Petunjuk Latihan:
Bisakah Anda melanjutkan tulisan tentang cara mengompromikan ayat Al-Hajj: 25 dengan hadits tentang niat buruk yang tidak jadi dilakukan, dimulai sesudah kalimat terakhirnya?

===== Artikel

Saya membaca sebuah hadits Nabi shallallahu alaihi wa sallam bersabda, “Jika dia berencana hendak melakukan keburukan namun tidak jadi melakukannya, Allah akan tetapkan baginya kebaikan yang sempurna.” Hadits ini sulit dipahami dengan firman Allah Ta’ala, “..Dan siapa yang bermaksud di dalamnya melakukan kejahatan secara zalim, maka akan rasakan baginya sebagian dari azab yang pedih.” (Al-Hajj: 25). Bagaimana kita mengkompromikan ayat dan hadits ini?
Bagaimana Mengkompromikan firman Allah Ta’ala, “..Dan siapa yang bermaksud di dalamnya melakukan kejahatan secara zalim.” Dengan Sabda Nabi shallallahu alaihi wa sallam, “.. dan siapa yang ingin melakukan keburukan, namun tidak jadi melakukannya…”
Pertanyaan: 186294
Puji syukur bagi Allah, dan salam serta berkat atas Rasulullah dan keluarganya.
Pertama:
Tidak ada pertentangan antara Al-Quran dan sunah yang shahih dari Rasulullah shallallahu alaihi wa sallam, karena keduanya berasal dari Allah Ta’ala. Allah Ta’ala berfirman,
وَلَوْ كَانَ مِنْ عِنْدِ غَيْرِ اللَّهِ لَوَجَدُوا فِيهِ اخْتِلَافًا كَثِيرًا (سورة النساء: 82)
“Maka Apakah mereka tidak memperhatikan Al Quran? kalau kiranya Al Quran itu bukan dari sisi Allah, tentulah mereka mendapat pertentangan yang banyak di dalamnya.” (QS. An-Nisa: 82)
Kedua:
Mengkompomikan antara ayat dengan hadits tersebut adalah dengan menyatakan bahwa keumuman hadits dikhususkan dengan ayat tersebut. Maka hadits, “.. dan siapa yang ingin melakukan keburukan, namun tidak jadi melakukannya, akan Allah catat sebagai kebaikan yang sempurna.” Berlaku jika diluar tanah haram. Maka maknanya adalah bahwa seseorang yang berniat buruk di tanah haram, maka dia akan dicatat berdosa. Berbeda halnya jika niat buruk tersebut dicetuskan di luar tanah haram, maka tidak dicatat dosa baginya.

==========
===== Materi yang Diberikan

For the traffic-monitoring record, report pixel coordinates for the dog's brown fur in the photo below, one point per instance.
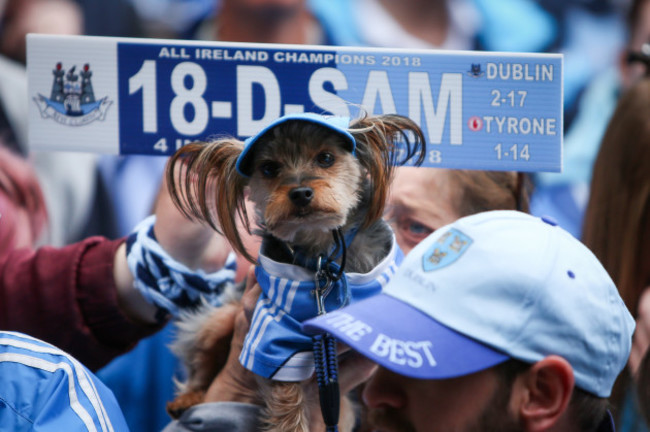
(348, 191)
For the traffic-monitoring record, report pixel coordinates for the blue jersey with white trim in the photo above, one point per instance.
(45, 389)
(275, 347)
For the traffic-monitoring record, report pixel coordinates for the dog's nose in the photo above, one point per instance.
(301, 196)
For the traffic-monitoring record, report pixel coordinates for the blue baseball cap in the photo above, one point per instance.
(337, 124)
(488, 287)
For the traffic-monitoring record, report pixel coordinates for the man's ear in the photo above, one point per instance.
(546, 390)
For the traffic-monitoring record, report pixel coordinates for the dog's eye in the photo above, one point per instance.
(270, 169)
(325, 160)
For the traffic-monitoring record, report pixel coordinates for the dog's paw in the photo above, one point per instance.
(184, 401)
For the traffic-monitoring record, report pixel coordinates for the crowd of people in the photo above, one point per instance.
(499, 337)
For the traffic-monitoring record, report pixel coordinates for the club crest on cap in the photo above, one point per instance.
(446, 250)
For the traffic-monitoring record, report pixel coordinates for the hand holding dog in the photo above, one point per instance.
(237, 384)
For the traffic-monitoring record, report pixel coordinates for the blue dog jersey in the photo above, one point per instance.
(275, 347)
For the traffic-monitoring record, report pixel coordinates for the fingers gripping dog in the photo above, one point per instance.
(318, 185)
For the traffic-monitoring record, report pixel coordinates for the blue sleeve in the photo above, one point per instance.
(44, 389)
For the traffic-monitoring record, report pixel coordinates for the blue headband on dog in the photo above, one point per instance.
(336, 124)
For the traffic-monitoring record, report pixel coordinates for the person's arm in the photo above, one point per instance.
(67, 296)
(81, 297)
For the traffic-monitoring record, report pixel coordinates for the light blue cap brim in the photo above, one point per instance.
(405, 341)
(337, 124)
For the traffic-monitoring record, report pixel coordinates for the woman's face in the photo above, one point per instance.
(421, 201)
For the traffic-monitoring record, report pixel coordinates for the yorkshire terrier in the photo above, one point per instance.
(319, 186)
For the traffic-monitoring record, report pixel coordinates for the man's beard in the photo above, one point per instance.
(494, 418)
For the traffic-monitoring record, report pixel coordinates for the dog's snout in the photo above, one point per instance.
(301, 196)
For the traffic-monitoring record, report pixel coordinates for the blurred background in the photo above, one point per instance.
(108, 195)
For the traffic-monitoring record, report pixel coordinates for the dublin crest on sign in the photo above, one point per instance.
(72, 99)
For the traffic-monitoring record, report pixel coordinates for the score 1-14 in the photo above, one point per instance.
(514, 152)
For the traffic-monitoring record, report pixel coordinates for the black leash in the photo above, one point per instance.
(325, 358)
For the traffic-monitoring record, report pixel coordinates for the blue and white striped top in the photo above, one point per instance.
(45, 389)
(275, 347)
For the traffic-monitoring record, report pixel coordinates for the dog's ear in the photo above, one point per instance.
(382, 142)
(204, 184)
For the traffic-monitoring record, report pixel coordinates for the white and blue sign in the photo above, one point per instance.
(478, 110)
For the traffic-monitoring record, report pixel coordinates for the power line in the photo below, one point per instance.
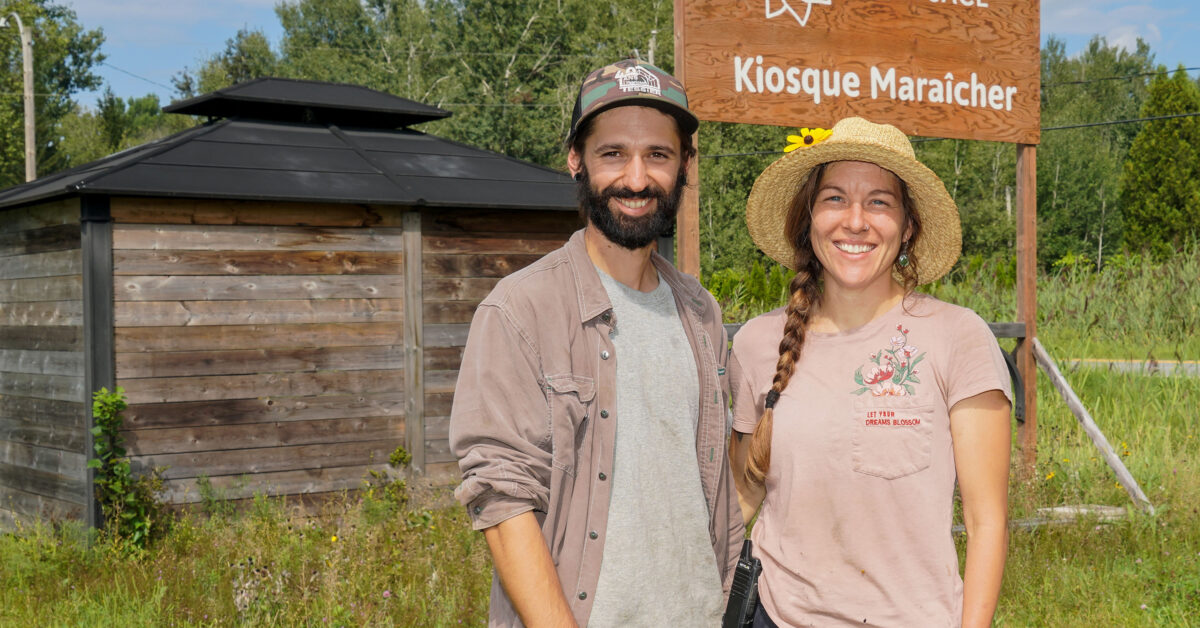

==========

Hasil Tugas:
Ibnu Qayim rahimahullah berkata, “Di antara kekhususannya (tanah haram) adalah bahwa seseorang akan dihukum akibat keinginannya berbuat maksiat walaupun dia tidak melakukannya. Allah Ta’ala berfirman,
ومن يرد فيه بإلحاد بظلم نذقه من عذاب أليم (سورة الحج: 25)
”Dan siapa yang bermaksud di dalamnya melakukan kejahatan secara zalim, niscaya akan Kami rasakan kepadanya sebahagian siksa yang pedih.” SQ. Al-Hajj: 25.
Perhatikan, bagaimana kata kerja ‘kehendak’ disini menggunakan huruf (ب). (Dalam bahasa Arab) hal itu berarti ‘hammun’ (bertekad). Maka hakekatnya dia sudah bertekad melakukan ini dan itu. Maka Allah ancam bahwa siapa yang sudah bertekad untuk berbuat zalim, maka akan Allah timpakan dengan azab yang pedih.” (Zadul Ma’ad, 1/51)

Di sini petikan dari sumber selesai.